Recast every line of the rows below as a Markdown table with two columns, Number and Line, skipping blank lines and leaving the pictures out.

Dataset rows on pointing at objects:
++++++++
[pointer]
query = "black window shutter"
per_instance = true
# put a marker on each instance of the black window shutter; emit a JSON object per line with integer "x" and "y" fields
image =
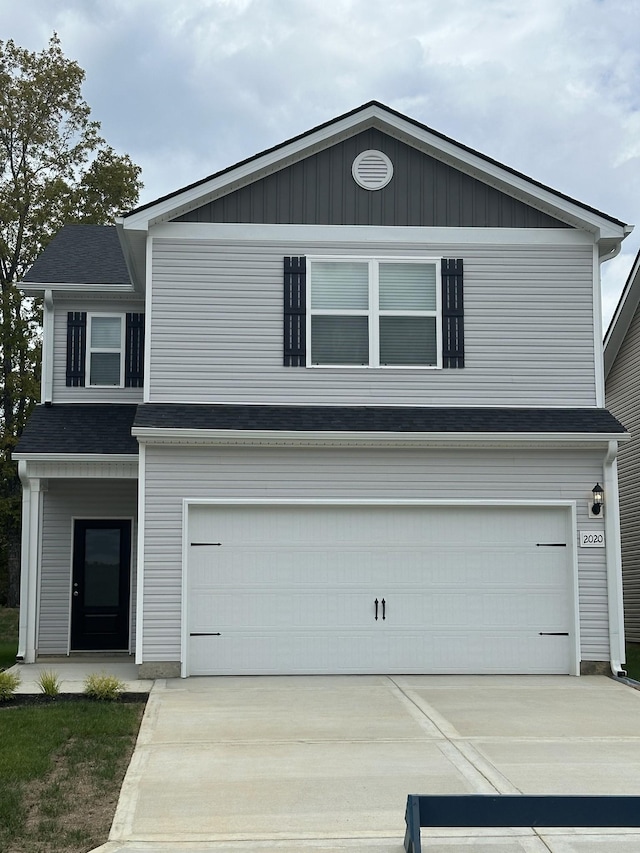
{"x": 295, "y": 277}
{"x": 76, "y": 348}
{"x": 134, "y": 351}
{"x": 452, "y": 313}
++++++++
◆ TASK OUTPUT
| Number | Line |
|---|---|
| 1 | [pointer] |
| 2 | query = "black window shutter" |
| 3 | per_instance = true |
| 4 | # put a marker on each instance of the black window shutter; emit a JSON object per line with integer "x" and "y" fields |
| 5 | image = |
| 6 | {"x": 295, "y": 277} |
| 7 | {"x": 76, "y": 348} |
| 8 | {"x": 134, "y": 351} |
| 9 | {"x": 452, "y": 313} |